AIM OF THE TASK: Reproduce verbatim everything from the line containing "Every instance of the turtle rear" down to the line containing "pixel 13 25", with both of those lines included.
─── RECORDS
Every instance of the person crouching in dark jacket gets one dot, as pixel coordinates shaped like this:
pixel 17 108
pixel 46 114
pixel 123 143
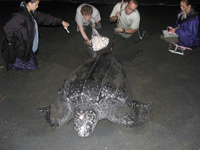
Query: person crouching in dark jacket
pixel 187 25
pixel 21 31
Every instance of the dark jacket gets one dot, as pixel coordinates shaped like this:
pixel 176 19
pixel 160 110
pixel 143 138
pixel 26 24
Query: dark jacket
pixel 20 30
pixel 188 29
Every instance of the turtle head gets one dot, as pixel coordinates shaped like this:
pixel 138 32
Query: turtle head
pixel 85 121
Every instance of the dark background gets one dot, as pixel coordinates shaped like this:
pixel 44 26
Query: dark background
pixel 169 80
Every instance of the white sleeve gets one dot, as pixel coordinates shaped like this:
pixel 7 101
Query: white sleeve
pixel 97 16
pixel 115 9
pixel 78 17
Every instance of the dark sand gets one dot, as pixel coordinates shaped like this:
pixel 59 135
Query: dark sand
pixel 171 81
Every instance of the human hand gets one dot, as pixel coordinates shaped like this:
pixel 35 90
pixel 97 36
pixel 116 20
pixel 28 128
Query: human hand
pixel 169 28
pixel 119 30
pixel 93 25
pixel 118 14
pixel 88 42
pixel 65 24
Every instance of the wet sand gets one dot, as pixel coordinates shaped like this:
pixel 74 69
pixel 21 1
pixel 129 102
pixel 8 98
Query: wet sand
pixel 169 80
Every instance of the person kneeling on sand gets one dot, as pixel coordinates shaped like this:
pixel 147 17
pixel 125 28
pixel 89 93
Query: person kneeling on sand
pixel 186 26
pixel 21 33
pixel 87 15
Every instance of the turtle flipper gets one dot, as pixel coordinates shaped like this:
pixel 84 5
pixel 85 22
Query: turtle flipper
pixel 56 116
pixel 140 110
pixel 130 114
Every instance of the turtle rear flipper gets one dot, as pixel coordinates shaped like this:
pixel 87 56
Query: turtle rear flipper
pixel 130 114
pixel 140 111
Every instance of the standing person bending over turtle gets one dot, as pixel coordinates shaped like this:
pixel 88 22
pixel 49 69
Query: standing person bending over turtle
pixel 87 15
pixel 187 25
pixel 129 20
pixel 21 33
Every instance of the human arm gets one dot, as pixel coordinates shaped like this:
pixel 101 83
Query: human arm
pixel 115 14
pixel 122 30
pixel 85 37
pixel 13 25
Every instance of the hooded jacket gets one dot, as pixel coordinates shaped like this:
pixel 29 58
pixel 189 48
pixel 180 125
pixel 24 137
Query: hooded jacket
pixel 20 30
pixel 188 29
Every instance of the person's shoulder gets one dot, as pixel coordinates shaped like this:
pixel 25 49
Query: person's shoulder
pixel 20 13
pixel 118 5
pixel 136 13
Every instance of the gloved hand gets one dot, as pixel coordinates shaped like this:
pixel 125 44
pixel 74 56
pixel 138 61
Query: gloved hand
pixel 119 30
pixel 93 25
pixel 118 14
pixel 88 42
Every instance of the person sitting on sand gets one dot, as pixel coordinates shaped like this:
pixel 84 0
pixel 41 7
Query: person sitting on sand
pixel 187 25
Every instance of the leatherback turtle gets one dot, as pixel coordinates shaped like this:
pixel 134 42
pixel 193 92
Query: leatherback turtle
pixel 93 92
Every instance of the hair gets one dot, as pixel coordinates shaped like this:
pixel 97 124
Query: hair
pixel 86 10
pixel 27 1
pixel 188 2
pixel 134 1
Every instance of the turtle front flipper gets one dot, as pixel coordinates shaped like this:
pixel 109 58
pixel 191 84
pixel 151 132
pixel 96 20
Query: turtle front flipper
pixel 56 116
pixel 130 114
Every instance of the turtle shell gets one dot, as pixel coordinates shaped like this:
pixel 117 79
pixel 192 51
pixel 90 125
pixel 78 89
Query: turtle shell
pixel 96 81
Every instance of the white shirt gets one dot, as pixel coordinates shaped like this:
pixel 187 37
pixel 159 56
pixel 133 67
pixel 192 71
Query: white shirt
pixel 131 21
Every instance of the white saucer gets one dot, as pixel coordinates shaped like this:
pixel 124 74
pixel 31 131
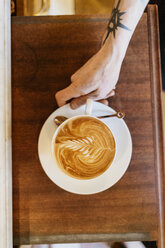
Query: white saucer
pixel 107 179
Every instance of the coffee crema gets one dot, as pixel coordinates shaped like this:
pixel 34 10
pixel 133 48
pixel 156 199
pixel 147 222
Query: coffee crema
pixel 84 147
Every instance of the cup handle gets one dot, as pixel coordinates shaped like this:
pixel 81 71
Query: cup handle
pixel 88 107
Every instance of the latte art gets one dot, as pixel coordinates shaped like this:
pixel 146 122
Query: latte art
pixel 84 147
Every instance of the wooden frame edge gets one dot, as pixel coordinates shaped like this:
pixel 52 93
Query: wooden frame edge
pixel 156 88
pixel 6 240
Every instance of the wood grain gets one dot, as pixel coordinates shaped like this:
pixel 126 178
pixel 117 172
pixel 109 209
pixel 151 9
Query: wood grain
pixel 45 53
pixel 6 240
pixel 156 86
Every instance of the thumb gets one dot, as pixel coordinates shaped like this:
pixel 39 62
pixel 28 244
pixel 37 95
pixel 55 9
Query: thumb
pixel 77 102
pixel 66 94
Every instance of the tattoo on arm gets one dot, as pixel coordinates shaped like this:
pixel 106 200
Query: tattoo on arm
pixel 115 21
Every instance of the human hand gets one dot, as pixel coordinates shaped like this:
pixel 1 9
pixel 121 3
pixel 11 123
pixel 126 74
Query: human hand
pixel 96 80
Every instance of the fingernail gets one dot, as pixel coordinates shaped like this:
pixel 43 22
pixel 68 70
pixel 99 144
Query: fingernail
pixel 73 105
pixel 112 93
──────
ANSWER:
Every instance of the turtle rear flipper gets one dot, as pixel coordinates shaped like this:
pixel 87 56
Query: turtle rear flipper
pixel 130 114
pixel 140 111
Every instance of the standing person bending over turtle gets one dot, as pixel coordinates shaped like this:
pixel 88 22
pixel 49 69
Query: standing person bending over turtle
pixel 87 15
pixel 187 25
pixel 129 20
pixel 21 33
Every instance of the human arm gets one dot, as pixel coordinates shaped like this:
pixel 101 83
Query: human arm
pixel 115 14
pixel 122 30
pixel 85 37
pixel 13 25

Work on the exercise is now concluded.